Problem description = From the line with "Query: green tree" through the final line, please write out the listing exactly, including both of those lines.

Start Source records

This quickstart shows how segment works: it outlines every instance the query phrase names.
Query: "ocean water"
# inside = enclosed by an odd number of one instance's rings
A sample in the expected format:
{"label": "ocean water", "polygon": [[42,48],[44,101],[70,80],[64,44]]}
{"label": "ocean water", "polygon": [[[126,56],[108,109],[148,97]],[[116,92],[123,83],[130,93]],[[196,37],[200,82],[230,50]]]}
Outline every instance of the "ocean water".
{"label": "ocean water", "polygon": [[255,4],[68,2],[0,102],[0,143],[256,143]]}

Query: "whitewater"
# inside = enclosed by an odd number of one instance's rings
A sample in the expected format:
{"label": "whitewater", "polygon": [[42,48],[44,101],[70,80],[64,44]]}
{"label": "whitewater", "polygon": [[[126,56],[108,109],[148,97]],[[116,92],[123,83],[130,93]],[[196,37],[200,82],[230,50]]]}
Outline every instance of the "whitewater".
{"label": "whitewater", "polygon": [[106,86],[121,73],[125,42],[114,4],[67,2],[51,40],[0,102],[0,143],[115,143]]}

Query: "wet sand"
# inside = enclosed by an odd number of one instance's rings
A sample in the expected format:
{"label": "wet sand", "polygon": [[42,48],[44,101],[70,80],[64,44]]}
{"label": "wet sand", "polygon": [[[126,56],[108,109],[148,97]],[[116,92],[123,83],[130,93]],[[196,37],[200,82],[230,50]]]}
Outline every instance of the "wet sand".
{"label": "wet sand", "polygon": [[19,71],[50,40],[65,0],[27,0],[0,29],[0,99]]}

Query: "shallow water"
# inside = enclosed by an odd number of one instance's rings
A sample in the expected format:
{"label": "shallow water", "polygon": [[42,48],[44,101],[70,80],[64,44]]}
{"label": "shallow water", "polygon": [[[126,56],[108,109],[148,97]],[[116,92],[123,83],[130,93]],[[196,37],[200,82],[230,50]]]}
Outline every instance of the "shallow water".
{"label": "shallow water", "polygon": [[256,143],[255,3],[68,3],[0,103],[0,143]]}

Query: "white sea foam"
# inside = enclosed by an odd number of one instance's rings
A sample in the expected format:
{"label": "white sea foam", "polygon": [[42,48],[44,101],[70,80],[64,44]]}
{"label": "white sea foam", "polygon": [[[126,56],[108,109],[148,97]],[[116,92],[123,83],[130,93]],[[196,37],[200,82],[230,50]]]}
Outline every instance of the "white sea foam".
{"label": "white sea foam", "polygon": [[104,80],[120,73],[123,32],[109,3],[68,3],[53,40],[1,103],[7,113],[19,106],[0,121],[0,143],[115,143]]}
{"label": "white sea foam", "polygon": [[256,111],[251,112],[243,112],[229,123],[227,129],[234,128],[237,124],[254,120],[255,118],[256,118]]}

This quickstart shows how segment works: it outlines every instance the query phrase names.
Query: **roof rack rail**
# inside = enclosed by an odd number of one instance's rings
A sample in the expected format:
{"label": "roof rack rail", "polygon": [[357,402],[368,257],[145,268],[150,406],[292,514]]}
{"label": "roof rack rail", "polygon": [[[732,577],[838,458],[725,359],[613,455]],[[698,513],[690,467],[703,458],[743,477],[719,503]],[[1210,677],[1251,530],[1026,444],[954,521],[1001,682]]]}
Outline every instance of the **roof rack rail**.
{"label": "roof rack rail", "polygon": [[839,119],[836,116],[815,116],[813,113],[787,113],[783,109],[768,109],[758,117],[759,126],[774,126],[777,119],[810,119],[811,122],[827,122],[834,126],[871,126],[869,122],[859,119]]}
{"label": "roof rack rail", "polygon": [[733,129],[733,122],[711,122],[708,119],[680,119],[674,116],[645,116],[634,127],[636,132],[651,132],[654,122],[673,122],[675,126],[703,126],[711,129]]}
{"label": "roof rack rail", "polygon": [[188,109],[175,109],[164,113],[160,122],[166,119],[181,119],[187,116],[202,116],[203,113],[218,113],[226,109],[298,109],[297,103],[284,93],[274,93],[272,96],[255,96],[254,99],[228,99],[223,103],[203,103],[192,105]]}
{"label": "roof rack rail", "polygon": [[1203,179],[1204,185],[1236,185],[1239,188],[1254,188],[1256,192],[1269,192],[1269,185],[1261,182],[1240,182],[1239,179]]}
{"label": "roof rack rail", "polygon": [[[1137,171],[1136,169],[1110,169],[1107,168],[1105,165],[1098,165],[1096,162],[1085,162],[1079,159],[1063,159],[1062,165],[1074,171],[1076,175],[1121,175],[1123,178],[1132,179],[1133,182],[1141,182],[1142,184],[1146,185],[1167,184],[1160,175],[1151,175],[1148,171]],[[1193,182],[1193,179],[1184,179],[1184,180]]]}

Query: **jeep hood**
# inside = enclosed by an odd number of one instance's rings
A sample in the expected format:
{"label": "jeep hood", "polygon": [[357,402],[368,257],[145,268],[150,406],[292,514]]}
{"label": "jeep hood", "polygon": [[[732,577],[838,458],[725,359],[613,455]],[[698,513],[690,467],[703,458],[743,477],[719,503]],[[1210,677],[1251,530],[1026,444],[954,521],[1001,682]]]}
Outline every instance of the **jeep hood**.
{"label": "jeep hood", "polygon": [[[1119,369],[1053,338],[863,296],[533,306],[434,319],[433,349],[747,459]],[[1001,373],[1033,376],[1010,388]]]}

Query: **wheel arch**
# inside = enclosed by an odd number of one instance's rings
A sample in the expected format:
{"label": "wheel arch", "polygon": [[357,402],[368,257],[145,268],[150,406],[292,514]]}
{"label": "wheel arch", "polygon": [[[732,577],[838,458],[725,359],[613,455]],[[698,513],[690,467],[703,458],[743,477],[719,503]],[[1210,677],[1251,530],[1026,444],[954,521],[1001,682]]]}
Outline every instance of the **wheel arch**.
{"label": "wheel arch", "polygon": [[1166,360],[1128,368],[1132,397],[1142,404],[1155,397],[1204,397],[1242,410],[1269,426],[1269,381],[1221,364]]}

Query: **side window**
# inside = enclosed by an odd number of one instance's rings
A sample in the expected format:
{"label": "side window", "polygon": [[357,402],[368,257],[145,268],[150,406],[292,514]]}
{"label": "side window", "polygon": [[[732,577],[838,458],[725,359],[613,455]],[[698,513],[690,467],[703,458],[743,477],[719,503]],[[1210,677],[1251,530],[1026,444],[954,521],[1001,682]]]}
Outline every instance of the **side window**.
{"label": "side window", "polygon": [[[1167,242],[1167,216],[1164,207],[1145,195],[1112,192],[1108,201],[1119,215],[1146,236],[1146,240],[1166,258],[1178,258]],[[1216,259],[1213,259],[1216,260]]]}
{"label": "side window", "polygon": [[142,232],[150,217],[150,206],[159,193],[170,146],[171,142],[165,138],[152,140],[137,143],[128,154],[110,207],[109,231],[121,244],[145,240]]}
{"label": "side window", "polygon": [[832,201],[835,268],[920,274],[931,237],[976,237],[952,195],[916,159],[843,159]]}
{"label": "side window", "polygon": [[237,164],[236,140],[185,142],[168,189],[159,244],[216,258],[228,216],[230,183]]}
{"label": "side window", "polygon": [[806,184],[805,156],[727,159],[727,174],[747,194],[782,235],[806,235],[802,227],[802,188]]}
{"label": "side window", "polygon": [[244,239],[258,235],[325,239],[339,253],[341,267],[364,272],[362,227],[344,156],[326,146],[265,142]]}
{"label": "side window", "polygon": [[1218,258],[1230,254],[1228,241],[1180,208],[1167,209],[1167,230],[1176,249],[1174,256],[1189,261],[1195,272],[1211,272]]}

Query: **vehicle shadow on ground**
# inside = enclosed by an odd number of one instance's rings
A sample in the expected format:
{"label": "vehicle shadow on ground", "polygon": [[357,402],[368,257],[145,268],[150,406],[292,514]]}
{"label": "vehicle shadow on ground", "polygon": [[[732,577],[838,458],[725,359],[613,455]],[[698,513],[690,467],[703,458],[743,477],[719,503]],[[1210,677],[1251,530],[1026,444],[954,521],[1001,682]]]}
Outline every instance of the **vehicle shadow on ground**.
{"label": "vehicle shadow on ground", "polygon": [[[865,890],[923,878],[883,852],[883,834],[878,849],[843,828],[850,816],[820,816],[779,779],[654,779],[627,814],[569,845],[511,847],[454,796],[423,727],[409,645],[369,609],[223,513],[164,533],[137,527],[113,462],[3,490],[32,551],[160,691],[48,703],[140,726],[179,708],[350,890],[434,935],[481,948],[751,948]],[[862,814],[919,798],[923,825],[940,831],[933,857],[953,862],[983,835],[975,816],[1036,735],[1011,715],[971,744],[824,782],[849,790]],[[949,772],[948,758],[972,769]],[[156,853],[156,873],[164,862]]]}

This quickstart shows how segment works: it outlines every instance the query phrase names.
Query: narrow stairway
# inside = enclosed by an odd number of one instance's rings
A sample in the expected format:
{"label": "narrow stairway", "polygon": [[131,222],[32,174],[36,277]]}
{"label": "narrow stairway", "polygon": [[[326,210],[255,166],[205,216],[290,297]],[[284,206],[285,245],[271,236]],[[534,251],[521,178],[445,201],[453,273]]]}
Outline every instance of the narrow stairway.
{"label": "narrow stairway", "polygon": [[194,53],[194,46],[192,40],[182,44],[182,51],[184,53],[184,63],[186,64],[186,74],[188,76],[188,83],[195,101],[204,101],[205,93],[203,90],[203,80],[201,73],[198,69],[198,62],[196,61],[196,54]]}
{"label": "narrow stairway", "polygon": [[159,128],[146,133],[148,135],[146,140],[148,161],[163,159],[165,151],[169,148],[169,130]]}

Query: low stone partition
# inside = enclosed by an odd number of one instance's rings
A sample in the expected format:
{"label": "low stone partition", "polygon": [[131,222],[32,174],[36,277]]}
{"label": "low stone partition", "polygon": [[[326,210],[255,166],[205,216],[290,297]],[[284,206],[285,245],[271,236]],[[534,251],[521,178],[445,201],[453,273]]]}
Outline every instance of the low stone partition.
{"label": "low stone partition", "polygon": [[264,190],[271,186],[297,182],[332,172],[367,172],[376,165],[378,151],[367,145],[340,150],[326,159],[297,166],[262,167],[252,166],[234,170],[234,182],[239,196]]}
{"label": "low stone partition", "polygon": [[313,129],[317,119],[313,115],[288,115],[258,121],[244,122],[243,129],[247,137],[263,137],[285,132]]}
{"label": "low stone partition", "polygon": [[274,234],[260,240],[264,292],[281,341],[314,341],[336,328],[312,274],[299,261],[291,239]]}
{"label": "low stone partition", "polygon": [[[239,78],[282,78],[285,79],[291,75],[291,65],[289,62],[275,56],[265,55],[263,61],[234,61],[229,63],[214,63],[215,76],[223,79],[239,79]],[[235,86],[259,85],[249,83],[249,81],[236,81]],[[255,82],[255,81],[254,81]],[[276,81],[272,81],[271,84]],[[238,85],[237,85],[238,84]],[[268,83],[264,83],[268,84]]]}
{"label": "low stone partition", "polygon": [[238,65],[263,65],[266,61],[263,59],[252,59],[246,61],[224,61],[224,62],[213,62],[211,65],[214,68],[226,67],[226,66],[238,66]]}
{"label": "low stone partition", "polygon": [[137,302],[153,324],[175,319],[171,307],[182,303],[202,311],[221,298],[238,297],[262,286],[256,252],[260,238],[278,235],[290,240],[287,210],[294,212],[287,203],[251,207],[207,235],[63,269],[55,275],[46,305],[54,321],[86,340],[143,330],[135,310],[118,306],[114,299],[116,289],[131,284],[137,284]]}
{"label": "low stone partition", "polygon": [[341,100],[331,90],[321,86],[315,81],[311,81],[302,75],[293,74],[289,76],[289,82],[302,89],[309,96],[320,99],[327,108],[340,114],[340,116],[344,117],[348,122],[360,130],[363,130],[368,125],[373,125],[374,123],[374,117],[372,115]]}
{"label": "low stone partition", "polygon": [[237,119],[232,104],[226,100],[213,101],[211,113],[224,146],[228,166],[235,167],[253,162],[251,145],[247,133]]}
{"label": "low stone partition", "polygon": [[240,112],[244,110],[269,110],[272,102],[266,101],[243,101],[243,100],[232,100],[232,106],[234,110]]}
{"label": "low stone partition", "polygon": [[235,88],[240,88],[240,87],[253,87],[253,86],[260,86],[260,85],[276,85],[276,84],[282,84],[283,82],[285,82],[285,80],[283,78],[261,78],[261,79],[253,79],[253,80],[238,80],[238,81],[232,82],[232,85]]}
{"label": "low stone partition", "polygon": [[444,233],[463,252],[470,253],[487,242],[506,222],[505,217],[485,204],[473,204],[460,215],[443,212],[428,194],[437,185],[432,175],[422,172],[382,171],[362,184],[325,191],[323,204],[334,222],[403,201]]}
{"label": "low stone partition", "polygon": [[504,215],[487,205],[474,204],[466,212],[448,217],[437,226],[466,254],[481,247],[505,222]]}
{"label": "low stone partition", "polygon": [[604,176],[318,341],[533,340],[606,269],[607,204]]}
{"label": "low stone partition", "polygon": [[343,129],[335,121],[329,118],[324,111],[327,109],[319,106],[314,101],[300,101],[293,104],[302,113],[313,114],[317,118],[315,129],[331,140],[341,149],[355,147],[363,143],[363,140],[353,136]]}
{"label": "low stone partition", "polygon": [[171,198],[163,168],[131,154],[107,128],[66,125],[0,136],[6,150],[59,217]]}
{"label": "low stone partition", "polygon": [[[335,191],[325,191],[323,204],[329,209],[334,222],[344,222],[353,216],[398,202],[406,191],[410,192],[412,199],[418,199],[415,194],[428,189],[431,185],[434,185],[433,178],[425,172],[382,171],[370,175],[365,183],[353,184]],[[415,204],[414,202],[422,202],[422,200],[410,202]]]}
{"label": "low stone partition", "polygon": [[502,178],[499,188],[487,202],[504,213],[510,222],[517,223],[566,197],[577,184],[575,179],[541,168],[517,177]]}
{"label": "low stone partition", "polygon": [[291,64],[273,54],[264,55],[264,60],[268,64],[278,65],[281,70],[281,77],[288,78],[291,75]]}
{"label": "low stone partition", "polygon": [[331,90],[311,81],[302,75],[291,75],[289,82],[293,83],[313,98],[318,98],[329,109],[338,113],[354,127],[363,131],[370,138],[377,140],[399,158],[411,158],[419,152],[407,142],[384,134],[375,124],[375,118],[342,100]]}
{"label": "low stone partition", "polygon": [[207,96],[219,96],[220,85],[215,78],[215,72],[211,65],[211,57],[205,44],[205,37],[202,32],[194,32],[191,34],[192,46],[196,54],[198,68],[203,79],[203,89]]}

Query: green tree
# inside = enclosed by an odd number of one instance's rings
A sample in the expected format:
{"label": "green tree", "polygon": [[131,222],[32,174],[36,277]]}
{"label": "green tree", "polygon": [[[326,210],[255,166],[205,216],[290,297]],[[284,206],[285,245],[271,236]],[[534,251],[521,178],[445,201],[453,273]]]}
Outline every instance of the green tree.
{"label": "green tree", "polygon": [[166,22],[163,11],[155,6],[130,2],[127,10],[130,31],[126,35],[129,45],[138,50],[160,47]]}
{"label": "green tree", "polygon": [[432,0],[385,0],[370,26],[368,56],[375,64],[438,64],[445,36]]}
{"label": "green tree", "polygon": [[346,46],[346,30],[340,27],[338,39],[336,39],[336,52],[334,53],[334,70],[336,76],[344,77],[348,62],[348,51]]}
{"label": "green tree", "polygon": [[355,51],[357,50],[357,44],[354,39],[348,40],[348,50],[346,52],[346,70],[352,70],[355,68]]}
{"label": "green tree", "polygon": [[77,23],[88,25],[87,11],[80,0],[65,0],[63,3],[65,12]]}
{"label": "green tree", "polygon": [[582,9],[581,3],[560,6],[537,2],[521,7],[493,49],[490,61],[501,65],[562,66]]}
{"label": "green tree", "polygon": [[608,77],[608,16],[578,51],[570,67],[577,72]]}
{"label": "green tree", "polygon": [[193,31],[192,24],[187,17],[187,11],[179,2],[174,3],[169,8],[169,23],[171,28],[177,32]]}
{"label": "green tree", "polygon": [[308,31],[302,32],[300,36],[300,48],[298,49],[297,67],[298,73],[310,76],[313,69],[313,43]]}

End Source records

Task result =
Query: green tree
# inside = enclosed by an odd number of one instance's rings
A sample in the expected format:
{"label": "green tree", "polygon": [[131,222],[32,174],[36,277]]}
{"label": "green tree", "polygon": [[[326,210],[255,166],[205,216],[290,297]],[[284,206],[285,245],[271,236]],[[534,251],[521,178],[445,201],[453,273]]]}
Outline every instance of the green tree.
{"label": "green tree", "polygon": [[166,22],[163,11],[155,6],[130,2],[127,10],[130,31],[126,35],[129,45],[138,50],[160,47]]}
{"label": "green tree", "polygon": [[432,0],[385,0],[370,26],[368,56],[375,64],[438,64],[445,36]]}
{"label": "green tree", "polygon": [[346,46],[346,30],[340,27],[338,39],[336,39],[336,52],[334,53],[334,70],[336,76],[344,77],[348,62],[348,51]]}
{"label": "green tree", "polygon": [[355,51],[357,50],[357,44],[354,39],[348,40],[348,50],[346,52],[346,70],[352,70],[355,68]]}
{"label": "green tree", "polygon": [[77,23],[88,25],[87,11],[80,0],[65,0],[63,3],[65,12]]}
{"label": "green tree", "polygon": [[582,9],[581,3],[560,6],[537,2],[521,7],[493,49],[490,61],[501,65],[562,66]]}
{"label": "green tree", "polygon": [[608,77],[608,16],[578,51],[570,67],[577,72]]}
{"label": "green tree", "polygon": [[193,31],[192,24],[187,17],[187,11],[179,2],[174,3],[169,8],[169,23],[171,28],[177,32]]}
{"label": "green tree", "polygon": [[308,31],[302,32],[300,36],[300,48],[298,49],[297,67],[298,73],[310,76],[313,69],[313,43]]}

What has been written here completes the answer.